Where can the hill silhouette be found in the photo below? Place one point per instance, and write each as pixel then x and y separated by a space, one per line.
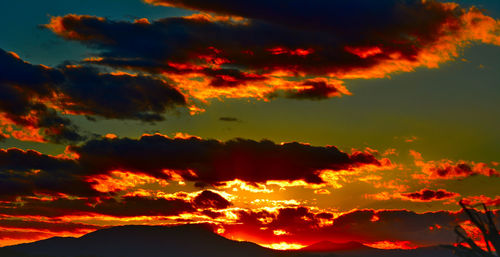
pixel 328 246
pixel 189 241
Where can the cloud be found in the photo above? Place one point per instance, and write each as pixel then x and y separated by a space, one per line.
pixel 23 88
pixel 447 169
pixel 229 119
pixel 209 199
pixel 427 195
pixel 116 206
pixel 365 226
pixel 30 173
pixel 116 96
pixel 45 226
pixel 213 162
pixel 252 49
pixel 33 96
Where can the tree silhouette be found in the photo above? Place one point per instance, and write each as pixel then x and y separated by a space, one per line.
pixel 466 246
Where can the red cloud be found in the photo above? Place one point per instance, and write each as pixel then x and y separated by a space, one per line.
pixel 426 195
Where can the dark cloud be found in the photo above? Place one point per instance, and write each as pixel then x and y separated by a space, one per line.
pixel 117 96
pixel 124 206
pixel 127 206
pixel 430 195
pixel 343 39
pixel 23 88
pixel 27 91
pixel 316 90
pixel 27 173
pixel 212 161
pixel 365 226
pixel 229 119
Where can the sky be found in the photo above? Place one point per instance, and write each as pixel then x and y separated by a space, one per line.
pixel 282 123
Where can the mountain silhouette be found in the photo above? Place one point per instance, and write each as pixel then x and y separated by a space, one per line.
pixel 328 246
pixel 144 241
pixel 189 241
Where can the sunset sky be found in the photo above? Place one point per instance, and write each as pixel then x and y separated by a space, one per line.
pixel 280 122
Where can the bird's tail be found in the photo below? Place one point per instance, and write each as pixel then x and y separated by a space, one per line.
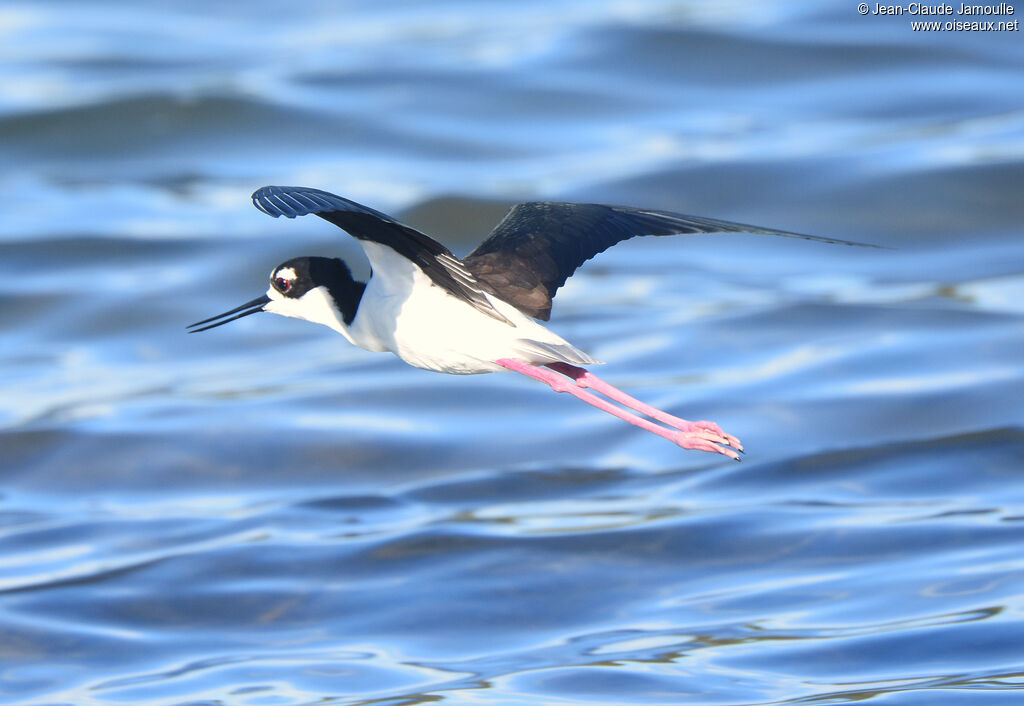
pixel 542 353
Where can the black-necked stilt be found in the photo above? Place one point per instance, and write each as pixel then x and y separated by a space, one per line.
pixel 476 315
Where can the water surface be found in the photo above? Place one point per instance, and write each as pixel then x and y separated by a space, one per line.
pixel 263 514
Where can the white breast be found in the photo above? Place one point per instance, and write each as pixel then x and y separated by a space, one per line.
pixel 403 312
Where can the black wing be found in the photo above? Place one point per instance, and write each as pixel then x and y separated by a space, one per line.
pixel 538 246
pixel 436 261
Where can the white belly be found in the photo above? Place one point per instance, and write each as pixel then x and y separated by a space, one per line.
pixel 427 327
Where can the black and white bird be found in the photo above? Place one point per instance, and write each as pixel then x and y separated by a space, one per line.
pixel 480 314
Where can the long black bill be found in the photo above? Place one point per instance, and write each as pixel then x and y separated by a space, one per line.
pixel 254 306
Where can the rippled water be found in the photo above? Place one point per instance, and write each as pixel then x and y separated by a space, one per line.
pixel 265 515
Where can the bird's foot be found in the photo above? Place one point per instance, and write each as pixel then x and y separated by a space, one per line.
pixel 702 435
pixel 710 431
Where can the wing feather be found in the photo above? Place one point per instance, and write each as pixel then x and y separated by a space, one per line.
pixel 538 245
pixel 365 223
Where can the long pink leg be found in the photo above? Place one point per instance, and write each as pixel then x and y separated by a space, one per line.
pixel 686 439
pixel 585 378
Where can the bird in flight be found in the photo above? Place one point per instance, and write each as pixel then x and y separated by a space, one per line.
pixel 479 314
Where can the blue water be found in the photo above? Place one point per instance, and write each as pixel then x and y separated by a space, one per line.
pixel 263 514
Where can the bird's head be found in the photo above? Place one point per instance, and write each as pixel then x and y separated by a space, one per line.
pixel 317 289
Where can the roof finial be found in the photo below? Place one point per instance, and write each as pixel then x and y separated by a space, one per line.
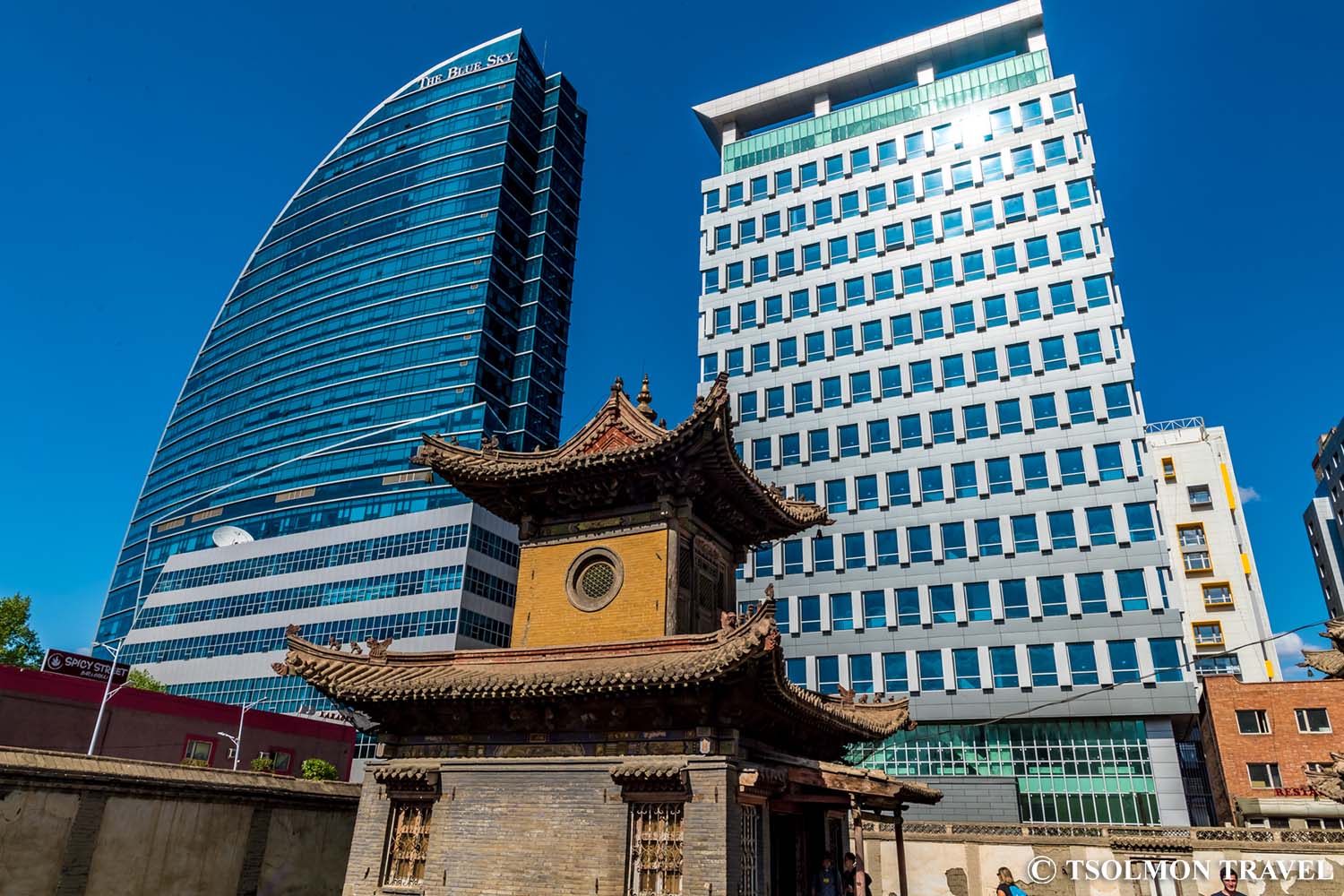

● ● ● ● ● ● ●

What you should do =>
Please quote the records word for word from their very first line through the line holding "pixel 33 96", both included, and leave the pictures out of your answer.

Expected output =>
Where can the hill silhouette be found in the photo below? Place one point per instance, and write each as pixel then x and y separated by a space, one per line.
pixel 328 246
pixel 189 241
Where can the cloud be found in the photo above? Place one point per instance, and write each as pixel then x and y separated by a space, one per line.
pixel 23 88
pixel 447 169
pixel 229 119
pixel 209 199
pixel 427 195
pixel 116 206
pixel 365 226
pixel 30 173
pixel 116 96
pixel 45 226
pixel 213 162
pixel 252 49
pixel 33 96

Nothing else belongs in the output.